--- 確認用の文章 ---
☆ ☆ ☆
「死ぬ直前まで働く社会が始まる!下流老人は過労で死ぬ。」と、危機感を訴えている書があります。
本日紹介するのは、NPO法人ほっとプラス代表理事の藤田孝典さんが書いた、こちらの新刊新書です。
藤田孝典『続・下流老人 一億総疲弊社会の到来』(朝日新書)
この本ではまず、団塊の世代のすべてが後期高齢者(75歳以上)に達する2025年には、高齢者人口が3657万人(高齢化率30.3%)になると予測されていることを指摘しています。
そして、日本では高齢期(65歳以上)になっても働き続ける人が増えている、と述べ、政府が提唱する「一億総活躍社会」ではなくて、「死ぬまで働き続けなければ生きられない社会」になるのではないかと警鐘を鳴らしています。
本書は以下の以下の6部構成から成っています。
☆ ☆ ☆
--- 記録の抜粋 ---

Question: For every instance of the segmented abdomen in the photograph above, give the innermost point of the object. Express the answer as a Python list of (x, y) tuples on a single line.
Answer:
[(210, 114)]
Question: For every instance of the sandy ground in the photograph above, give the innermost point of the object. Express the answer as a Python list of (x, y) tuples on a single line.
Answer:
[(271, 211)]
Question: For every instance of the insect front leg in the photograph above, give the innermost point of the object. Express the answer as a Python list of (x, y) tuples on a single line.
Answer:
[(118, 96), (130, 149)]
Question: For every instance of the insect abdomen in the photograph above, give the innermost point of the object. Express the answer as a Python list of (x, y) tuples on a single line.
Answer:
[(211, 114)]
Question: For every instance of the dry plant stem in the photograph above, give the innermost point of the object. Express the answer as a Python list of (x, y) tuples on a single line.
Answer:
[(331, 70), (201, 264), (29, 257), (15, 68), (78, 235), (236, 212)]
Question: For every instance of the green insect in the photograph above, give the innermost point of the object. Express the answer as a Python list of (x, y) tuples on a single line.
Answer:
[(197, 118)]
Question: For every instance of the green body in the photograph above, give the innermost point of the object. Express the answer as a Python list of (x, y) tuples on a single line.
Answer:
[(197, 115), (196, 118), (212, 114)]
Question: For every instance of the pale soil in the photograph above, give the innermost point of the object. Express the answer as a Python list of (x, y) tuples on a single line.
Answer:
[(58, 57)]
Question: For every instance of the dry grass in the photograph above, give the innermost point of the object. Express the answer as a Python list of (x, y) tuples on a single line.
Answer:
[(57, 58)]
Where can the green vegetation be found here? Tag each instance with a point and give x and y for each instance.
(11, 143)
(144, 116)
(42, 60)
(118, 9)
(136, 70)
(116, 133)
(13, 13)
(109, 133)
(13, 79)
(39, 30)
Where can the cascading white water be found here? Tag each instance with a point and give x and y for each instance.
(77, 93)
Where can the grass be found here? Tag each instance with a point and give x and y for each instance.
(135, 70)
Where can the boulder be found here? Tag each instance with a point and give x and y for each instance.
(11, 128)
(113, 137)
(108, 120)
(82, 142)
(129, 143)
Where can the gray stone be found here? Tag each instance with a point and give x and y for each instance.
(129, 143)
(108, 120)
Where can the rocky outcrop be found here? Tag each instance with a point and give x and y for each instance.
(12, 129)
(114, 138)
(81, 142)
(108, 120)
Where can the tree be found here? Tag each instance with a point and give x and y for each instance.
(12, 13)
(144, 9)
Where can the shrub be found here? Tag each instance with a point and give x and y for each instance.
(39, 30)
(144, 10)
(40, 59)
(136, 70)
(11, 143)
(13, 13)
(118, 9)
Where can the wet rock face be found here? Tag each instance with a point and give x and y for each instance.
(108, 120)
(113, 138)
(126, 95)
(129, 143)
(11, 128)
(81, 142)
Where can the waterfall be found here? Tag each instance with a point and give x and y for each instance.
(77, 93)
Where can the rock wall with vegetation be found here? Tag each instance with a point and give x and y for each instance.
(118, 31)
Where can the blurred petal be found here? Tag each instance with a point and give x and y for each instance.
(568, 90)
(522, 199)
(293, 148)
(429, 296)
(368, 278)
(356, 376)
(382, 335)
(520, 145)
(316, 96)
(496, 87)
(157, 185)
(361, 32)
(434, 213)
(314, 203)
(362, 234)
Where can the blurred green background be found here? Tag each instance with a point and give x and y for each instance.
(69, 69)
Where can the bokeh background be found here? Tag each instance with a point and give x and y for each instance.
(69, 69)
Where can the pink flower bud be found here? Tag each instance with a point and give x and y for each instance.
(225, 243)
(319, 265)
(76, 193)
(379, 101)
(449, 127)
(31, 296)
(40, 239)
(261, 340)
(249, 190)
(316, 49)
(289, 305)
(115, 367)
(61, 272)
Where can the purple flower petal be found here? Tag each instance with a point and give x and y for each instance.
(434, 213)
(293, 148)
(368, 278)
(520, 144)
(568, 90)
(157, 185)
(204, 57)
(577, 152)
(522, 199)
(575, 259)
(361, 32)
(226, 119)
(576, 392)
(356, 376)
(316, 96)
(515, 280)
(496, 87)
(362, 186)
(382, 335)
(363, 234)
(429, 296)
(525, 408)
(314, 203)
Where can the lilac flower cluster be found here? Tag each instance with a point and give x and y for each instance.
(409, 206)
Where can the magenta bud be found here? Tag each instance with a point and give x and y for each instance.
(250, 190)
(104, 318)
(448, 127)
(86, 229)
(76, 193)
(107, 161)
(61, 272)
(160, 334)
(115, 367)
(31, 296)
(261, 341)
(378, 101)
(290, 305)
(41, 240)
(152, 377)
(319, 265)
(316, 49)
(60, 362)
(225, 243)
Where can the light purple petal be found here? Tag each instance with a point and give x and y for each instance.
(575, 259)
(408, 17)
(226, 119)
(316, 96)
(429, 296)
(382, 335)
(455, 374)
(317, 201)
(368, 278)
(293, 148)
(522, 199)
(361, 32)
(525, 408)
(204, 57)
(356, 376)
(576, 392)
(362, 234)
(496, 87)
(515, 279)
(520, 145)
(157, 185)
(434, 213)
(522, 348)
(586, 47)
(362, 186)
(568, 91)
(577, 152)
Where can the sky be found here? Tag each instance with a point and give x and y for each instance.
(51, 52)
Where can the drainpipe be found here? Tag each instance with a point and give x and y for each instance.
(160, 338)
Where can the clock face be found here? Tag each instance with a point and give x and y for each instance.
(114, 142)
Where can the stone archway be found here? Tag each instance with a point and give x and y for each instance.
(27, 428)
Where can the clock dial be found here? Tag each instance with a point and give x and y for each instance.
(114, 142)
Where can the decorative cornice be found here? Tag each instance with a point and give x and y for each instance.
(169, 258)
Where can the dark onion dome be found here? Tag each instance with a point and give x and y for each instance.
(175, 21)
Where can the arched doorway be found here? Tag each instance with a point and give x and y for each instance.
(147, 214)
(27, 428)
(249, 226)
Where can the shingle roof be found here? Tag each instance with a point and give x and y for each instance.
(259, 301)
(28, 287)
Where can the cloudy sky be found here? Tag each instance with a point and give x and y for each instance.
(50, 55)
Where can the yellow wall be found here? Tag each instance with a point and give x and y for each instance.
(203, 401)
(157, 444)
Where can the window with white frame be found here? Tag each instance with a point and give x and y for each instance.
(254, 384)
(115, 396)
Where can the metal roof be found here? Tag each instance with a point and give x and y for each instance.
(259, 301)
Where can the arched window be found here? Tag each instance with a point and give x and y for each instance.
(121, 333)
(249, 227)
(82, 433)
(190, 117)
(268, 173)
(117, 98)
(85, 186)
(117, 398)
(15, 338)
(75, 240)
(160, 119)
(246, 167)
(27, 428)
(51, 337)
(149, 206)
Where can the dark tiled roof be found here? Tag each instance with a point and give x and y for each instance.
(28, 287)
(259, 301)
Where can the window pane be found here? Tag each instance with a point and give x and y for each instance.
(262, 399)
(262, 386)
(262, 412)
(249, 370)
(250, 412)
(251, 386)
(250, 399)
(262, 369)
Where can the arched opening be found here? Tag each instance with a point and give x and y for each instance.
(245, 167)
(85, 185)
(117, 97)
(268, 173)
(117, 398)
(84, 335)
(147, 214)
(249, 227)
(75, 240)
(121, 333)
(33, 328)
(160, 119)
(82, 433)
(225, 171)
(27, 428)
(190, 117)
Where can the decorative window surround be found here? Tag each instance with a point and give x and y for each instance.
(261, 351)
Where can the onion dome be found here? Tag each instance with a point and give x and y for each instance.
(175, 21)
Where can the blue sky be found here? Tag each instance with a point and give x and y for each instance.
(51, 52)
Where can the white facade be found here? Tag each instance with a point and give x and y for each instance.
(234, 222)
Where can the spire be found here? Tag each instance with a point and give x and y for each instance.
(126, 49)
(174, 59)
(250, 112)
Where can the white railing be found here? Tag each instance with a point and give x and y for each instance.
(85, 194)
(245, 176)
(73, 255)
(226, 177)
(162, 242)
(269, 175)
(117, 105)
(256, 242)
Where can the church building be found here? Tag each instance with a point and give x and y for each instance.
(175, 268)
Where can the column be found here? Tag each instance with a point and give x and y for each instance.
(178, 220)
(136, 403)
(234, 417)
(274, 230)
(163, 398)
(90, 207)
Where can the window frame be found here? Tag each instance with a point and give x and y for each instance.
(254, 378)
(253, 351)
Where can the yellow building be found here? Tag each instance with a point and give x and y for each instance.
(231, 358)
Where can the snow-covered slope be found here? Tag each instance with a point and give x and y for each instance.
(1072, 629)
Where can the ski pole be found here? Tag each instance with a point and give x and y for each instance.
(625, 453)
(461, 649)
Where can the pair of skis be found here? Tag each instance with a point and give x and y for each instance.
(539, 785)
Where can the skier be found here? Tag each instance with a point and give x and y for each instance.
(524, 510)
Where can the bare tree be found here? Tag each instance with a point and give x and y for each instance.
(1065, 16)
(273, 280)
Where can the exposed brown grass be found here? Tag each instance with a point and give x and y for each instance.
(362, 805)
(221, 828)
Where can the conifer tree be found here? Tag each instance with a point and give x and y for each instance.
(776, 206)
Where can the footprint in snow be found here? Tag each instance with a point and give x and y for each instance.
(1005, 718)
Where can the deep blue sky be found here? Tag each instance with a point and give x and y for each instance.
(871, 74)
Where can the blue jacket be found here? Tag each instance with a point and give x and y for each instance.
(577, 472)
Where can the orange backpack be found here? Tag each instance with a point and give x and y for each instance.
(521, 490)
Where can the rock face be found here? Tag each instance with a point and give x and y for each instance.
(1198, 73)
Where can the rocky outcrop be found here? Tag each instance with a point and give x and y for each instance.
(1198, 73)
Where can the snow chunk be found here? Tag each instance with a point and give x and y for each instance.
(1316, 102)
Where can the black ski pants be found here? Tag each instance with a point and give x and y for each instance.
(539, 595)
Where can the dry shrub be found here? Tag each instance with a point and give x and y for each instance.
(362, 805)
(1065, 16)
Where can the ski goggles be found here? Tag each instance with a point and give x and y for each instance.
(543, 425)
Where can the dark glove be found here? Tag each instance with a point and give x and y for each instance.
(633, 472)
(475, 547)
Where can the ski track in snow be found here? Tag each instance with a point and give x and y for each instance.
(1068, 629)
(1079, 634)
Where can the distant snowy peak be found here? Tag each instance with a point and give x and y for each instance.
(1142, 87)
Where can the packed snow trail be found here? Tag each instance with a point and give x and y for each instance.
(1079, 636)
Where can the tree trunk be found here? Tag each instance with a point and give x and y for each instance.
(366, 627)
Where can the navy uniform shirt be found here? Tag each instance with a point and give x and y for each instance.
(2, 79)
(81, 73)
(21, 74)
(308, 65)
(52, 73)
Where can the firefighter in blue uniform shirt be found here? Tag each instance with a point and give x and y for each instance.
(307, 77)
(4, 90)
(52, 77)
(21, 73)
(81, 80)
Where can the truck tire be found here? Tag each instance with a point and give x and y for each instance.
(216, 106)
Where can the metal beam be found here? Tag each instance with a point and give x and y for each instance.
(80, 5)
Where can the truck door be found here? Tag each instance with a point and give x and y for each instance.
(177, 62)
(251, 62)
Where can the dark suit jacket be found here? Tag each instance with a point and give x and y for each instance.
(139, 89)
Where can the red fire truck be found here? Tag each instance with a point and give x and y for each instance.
☆ ☆ ☆
--- 作業項目 A ---
『続・下流老人』を紹介した文章について、次の(i)〜(iii)が文章の内容と合っているかどうかを、それぞれ「はい」か「いいえ」で答え、決め手になる文章の言葉をそのまま引いてください。
(i) 2025年には、高齢者人口が3657万人になると予測されている。
(ii) 紹介されている本は、新書ではなく単行本として出ている。
(iii) 著者は、政府の言う「一億総活躍社会」がそのまま実現すると見ている。
--- 作業項目 B ---
『続・下流老人』を紹介した文章の続きを書き足してください。
記録は、文章とは別のところから取ってきたものです。

--- 作業結果 A ---
(i) はい:「高齢者人口が3657万人(高齢化率30.3%)になると予測されている」
(ii) いいえ:「こちらの新刊新書です」
(iii) いいえ:「「一億総活躍社会」ではなくて、「死ぬまで働き続けなければ生きられない社会」になるのではないかと警鐘を鳴らしています」

--- 作業結果 B ---
1.深刻化する下流老人
2.生きるために、働く老後ー死ぬまですり減る、体と心ー
3.誰もが陥る「死ぬまで働く」という生き方ーなぜ、高齢者は働かざるを得ないのかー
4.日本の老後はカネ次第ー不気味な顔をみせる格差社会ー
5.下流老人を救うカネはどこにある?-これから「財源」の話をしよう
6.一億総下流化を防ぐ解決策ー持続可能な未来~子ども世代へー
本書の冒頭で著者は、生活保護よりも少ない年金収入で暮らす高齢者の実態を明らかにしています。
とくに国民年金のみで生活する高齢者は、月額5~6万が最も多く330万人、続いて7~8万が320万人、全体の6~7割の高齢者が月額10万円未満の年金しか受給していない、ということです。
大きな反響を起こした前著『下流老人 一億総老後崩壊の衝撃』(朝日新書)でも指摘した、貧困大国化する日本の現状はさらに悪化している、と述べています。
本書の後半では、死ぬまで働き続ける高齢者の理由や実態を、いくつもの具体例をリアルに描くことによって、明らかにしています。
さらに、地方の貧困問題、介護費や医療費の問題、有料老人ホームなどの施設の問題が、この本では具体例に基づいて説明されていて、身近な問題として受け取れます。
本書の締めくくりとして、「一億総下流化」を防ぐ解決策が提言されていて、参考になります。
解決策については、慶應義塾大学教授の井手英策さんが共著にて書いた『分断社会を終わらせる-「だけもが受益者」という財政戦略』(筑摩書房)を参考に展開されています。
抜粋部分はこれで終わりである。